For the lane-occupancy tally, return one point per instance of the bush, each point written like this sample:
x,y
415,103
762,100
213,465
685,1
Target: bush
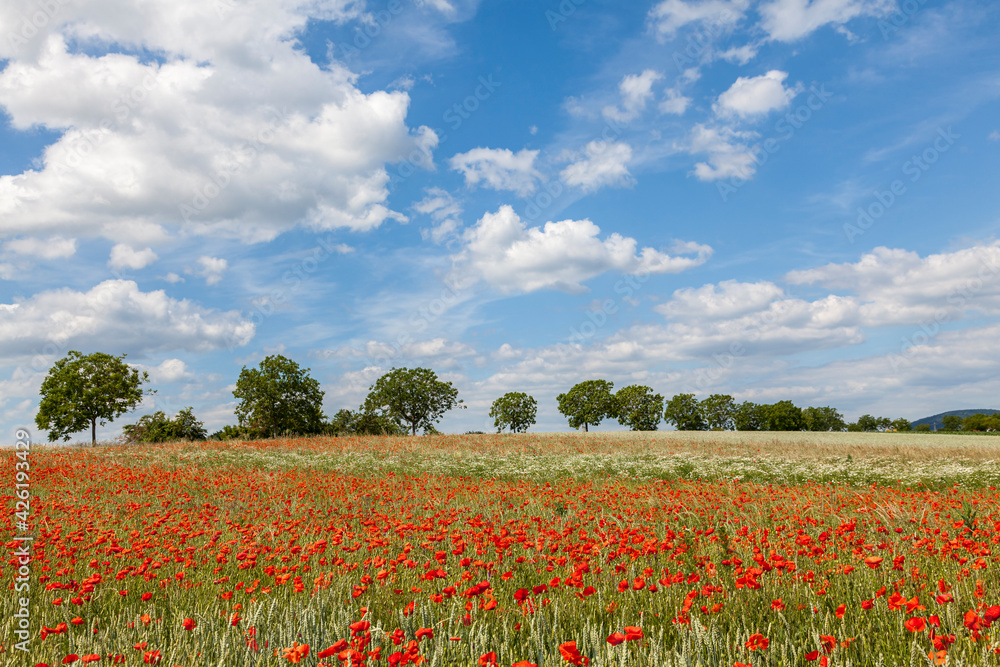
x,y
157,427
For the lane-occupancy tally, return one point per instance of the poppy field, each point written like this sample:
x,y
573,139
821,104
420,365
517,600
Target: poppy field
x,y
504,550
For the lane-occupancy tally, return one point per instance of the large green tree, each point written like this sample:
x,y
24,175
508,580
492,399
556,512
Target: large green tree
x,y
638,407
823,419
750,416
718,410
684,412
81,391
784,416
514,410
588,403
279,397
412,396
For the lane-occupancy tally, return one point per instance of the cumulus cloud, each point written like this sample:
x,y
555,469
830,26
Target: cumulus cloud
x,y
668,16
512,257
211,269
900,287
116,310
749,96
499,168
602,163
230,131
791,20
55,247
636,90
729,152
124,256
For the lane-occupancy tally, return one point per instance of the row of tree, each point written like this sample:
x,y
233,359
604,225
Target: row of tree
x,y
279,397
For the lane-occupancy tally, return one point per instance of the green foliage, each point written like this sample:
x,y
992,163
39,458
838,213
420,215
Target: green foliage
x,y
278,397
951,422
869,423
232,432
684,412
412,397
901,425
157,427
588,402
81,391
981,422
638,407
750,416
515,411
718,411
359,422
823,419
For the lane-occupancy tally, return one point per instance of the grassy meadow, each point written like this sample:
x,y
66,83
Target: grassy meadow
x,y
607,548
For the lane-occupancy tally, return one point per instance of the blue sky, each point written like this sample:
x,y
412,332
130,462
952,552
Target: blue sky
x,y
777,199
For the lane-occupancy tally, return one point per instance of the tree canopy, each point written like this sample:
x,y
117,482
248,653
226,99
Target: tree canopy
x,y
638,407
279,397
414,397
684,412
514,410
81,391
588,403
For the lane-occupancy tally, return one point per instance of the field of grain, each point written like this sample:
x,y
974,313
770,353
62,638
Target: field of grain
x,y
603,548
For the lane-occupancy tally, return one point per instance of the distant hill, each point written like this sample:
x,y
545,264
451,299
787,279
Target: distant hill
x,y
935,420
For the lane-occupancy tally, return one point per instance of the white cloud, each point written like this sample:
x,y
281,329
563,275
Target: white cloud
x,y
116,312
504,252
728,151
674,102
498,168
750,96
444,210
55,247
900,287
211,268
170,370
728,299
739,55
124,256
603,163
717,15
231,131
791,20
636,90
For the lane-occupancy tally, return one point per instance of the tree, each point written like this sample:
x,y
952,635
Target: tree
x,y
901,425
750,416
823,419
80,391
718,411
588,402
514,410
684,412
868,423
359,422
981,422
784,416
279,397
158,428
951,422
638,407
412,397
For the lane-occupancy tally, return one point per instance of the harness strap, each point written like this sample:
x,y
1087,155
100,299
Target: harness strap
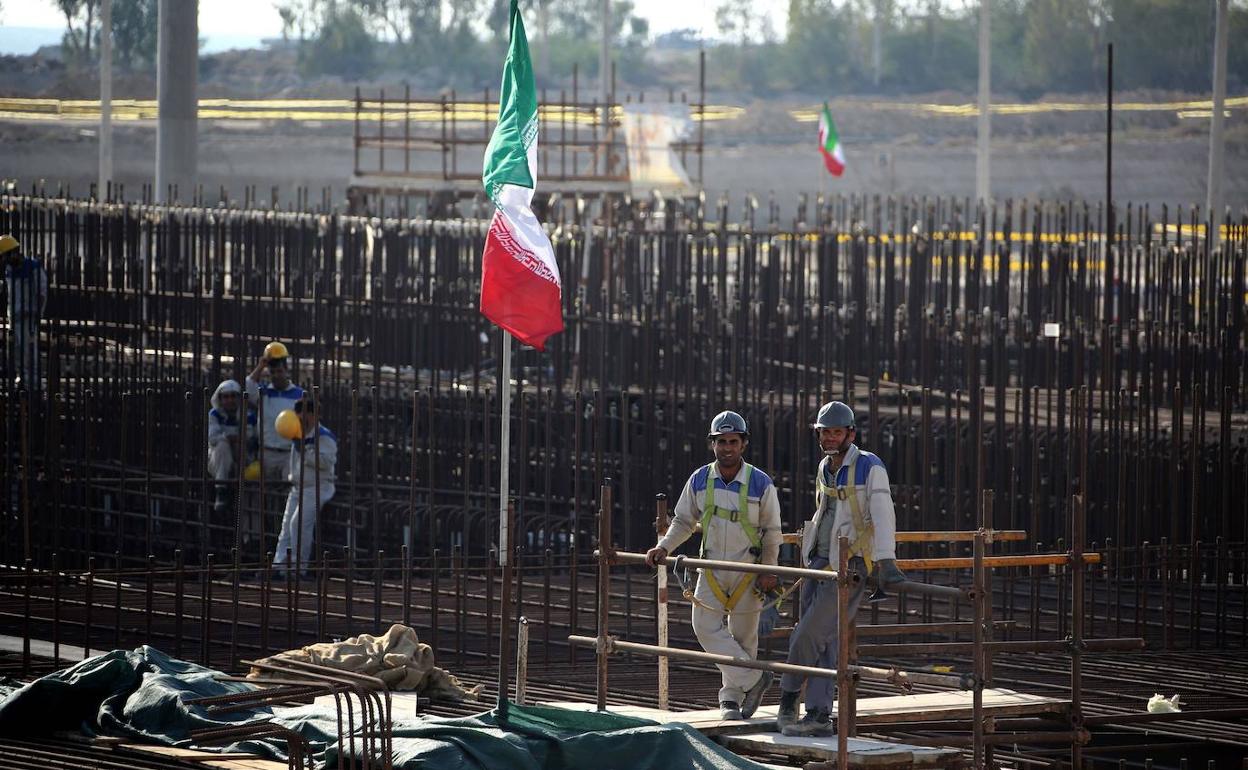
x,y
741,517
865,529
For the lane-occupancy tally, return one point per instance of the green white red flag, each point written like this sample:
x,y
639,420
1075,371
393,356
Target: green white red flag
x,y
519,277
830,144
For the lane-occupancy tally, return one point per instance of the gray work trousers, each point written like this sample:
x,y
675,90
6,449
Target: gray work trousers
x,y
815,639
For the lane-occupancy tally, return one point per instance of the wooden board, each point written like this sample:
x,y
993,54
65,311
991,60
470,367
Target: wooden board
x,y
209,759
949,705
192,755
862,751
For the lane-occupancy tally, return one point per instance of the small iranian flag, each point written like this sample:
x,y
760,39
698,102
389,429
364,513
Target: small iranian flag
x,y
519,278
830,144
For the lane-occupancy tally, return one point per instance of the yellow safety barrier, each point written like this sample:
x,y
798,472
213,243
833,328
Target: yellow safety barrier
x,y
421,111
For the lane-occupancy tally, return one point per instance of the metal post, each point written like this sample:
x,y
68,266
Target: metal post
x,y
177,92
660,527
105,100
982,155
504,632
604,597
977,638
1213,202
522,659
1108,144
604,74
1077,573
504,453
844,701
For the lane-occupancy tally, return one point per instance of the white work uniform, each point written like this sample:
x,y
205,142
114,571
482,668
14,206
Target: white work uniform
x,y
875,501
308,493
221,426
815,642
271,402
728,540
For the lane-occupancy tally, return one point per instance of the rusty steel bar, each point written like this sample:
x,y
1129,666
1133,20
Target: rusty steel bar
x,y
677,562
604,553
660,602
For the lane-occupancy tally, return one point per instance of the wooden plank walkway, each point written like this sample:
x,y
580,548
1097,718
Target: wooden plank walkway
x,y
925,706
862,751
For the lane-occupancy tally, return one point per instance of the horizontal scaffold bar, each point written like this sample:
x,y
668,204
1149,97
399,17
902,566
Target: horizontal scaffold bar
x,y
902,679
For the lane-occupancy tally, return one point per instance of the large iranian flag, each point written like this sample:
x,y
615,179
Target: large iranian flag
x,y
830,144
519,278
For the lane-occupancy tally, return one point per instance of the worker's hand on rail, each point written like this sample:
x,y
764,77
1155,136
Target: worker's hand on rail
x,y
766,583
886,572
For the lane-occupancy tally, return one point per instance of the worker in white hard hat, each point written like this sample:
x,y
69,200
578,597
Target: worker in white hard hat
x,y
312,453
230,432
854,501
26,285
271,396
739,512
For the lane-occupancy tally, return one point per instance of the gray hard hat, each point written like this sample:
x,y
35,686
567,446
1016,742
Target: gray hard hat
x,y
834,414
728,422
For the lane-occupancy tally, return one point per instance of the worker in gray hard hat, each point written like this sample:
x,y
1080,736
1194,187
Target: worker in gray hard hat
x,y
853,501
739,512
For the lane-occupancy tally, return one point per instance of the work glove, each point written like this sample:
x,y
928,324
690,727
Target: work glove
x,y
770,617
886,573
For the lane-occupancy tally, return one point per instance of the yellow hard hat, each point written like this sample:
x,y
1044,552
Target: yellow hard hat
x,y
288,424
276,350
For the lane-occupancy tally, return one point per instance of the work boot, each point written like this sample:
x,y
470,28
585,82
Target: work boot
x,y
788,713
815,723
754,695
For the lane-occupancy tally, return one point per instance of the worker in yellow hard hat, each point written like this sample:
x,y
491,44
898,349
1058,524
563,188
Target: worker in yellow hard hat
x,y
231,431
26,286
313,453
272,394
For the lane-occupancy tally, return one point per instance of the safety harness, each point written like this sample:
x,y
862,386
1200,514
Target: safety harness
x,y
864,528
741,517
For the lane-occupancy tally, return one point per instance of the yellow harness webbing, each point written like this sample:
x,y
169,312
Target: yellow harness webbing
x,y
741,516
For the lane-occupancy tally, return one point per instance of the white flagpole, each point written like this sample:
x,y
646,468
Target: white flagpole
x,y
504,454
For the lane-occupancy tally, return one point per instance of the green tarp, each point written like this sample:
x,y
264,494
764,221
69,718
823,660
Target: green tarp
x,y
139,694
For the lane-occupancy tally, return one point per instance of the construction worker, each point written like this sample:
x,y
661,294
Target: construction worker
x,y
739,512
230,437
28,297
853,499
312,456
271,398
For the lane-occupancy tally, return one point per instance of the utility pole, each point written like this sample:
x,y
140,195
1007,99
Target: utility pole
x,y
177,96
604,82
105,100
876,34
982,174
1213,202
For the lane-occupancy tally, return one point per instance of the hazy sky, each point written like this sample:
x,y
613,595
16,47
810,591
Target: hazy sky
x,y
238,19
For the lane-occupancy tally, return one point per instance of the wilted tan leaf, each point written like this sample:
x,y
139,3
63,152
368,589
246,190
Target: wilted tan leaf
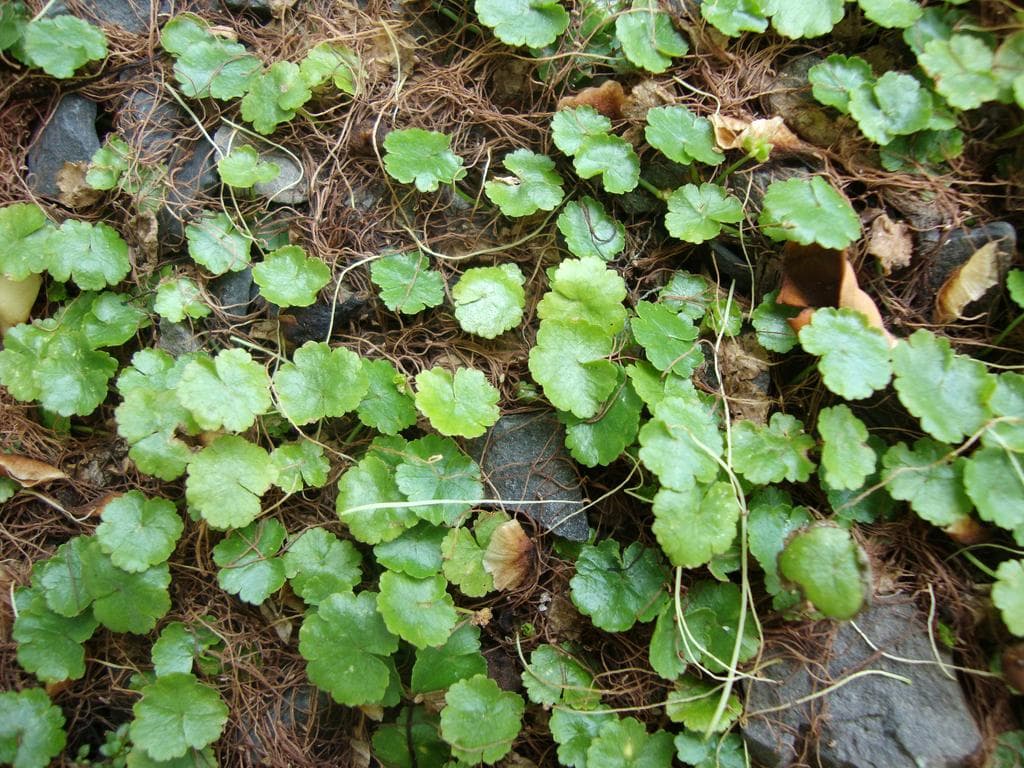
x,y
16,298
968,284
507,556
890,243
28,471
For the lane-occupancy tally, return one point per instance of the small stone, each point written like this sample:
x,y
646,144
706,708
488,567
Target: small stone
x,y
871,722
69,136
523,457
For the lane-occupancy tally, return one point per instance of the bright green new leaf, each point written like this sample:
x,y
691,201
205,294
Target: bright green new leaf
x,y
320,382
387,406
488,300
681,442
555,676
589,230
123,601
626,743
963,70
413,155
228,391
49,645
891,13
734,16
331,62
616,590
693,702
289,278
419,610
179,298
992,478
58,578
837,78
931,478
1008,594
648,38
894,105
243,168
829,567
808,211
92,255
247,557
318,564
58,45
612,159
471,704
712,614
799,18
459,658
569,128
570,363
530,23
847,460
175,714
417,552
434,468
948,392
346,644
300,465
463,404
226,480
854,353
601,439
694,524
769,320
31,728
696,213
372,482
682,136
574,731
215,244
138,532
772,453
24,229
273,96
537,185
407,283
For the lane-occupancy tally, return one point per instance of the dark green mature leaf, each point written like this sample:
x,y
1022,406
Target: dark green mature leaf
x,y
175,714
829,567
49,645
616,590
855,356
345,644
948,392
31,728
471,702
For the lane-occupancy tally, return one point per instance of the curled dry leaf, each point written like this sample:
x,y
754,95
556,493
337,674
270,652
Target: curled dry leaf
x,y
815,276
890,243
507,556
969,283
740,133
607,98
28,471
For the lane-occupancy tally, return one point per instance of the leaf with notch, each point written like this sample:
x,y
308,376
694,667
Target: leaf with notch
x,y
682,136
226,480
247,557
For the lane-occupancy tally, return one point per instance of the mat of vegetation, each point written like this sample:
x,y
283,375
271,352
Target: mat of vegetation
x,y
502,382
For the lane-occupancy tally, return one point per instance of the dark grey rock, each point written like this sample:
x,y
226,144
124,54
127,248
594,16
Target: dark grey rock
x,y
235,292
960,245
523,457
69,136
873,721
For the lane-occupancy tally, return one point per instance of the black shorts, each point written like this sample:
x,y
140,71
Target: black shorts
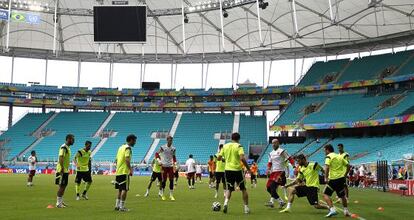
x,y
155,176
62,180
220,177
337,185
83,175
310,192
233,178
32,173
122,182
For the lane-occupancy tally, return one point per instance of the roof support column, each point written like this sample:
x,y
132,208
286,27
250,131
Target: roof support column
x,y
111,73
46,67
232,73
208,64
183,23
8,27
270,73
294,18
263,73
331,14
222,26
12,71
79,71
259,23
172,74
202,73
55,26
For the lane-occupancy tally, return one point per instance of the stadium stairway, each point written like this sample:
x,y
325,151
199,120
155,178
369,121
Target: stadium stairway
x,y
140,124
19,136
38,135
156,141
82,124
236,123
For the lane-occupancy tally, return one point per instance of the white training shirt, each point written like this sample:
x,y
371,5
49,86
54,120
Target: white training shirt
x,y
278,159
32,162
167,155
190,163
198,169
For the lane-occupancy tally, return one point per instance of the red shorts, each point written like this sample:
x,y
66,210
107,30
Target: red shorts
x,y
32,172
279,177
190,175
167,172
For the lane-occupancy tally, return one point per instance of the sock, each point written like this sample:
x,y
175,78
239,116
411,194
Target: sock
x,y
59,200
77,186
87,186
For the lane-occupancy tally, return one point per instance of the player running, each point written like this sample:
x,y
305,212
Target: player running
x,y
82,160
345,156
123,172
219,172
233,152
168,161
308,173
32,167
276,167
156,174
62,169
199,171
253,175
211,170
335,171
191,169
176,172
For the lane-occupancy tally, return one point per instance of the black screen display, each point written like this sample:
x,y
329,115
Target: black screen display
x,y
120,23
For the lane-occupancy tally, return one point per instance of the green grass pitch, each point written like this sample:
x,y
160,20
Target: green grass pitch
x,y
21,202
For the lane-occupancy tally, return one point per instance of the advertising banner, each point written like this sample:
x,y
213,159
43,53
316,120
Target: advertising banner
x,y
396,184
4,15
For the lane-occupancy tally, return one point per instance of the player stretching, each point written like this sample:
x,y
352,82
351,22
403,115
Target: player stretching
x,y
220,168
233,152
156,173
345,156
211,170
168,161
190,164
276,168
62,169
82,161
308,173
32,167
123,172
253,175
335,172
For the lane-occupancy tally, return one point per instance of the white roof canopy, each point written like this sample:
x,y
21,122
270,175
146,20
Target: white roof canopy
x,y
351,26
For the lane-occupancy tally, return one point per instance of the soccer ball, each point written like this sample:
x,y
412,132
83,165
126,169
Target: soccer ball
x,y
216,206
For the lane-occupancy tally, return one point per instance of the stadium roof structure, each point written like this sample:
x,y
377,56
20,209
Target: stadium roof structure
x,y
287,29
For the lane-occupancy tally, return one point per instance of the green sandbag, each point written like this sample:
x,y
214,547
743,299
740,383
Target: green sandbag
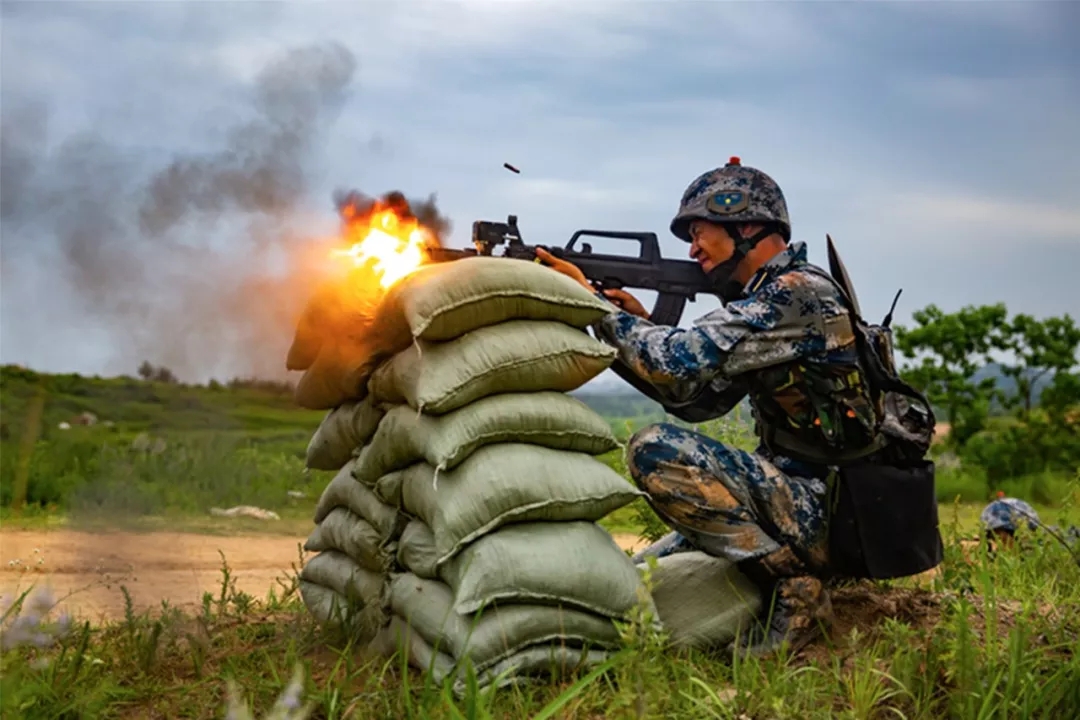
══════════════════════════════
Your instructions -> Select all lines with the word "sandbag" from the entries above.

Answer for this exercise ->
For the lane-occupancy tally, return one point per instance of the green sandbag, each point written like this sample:
Target: green sandbag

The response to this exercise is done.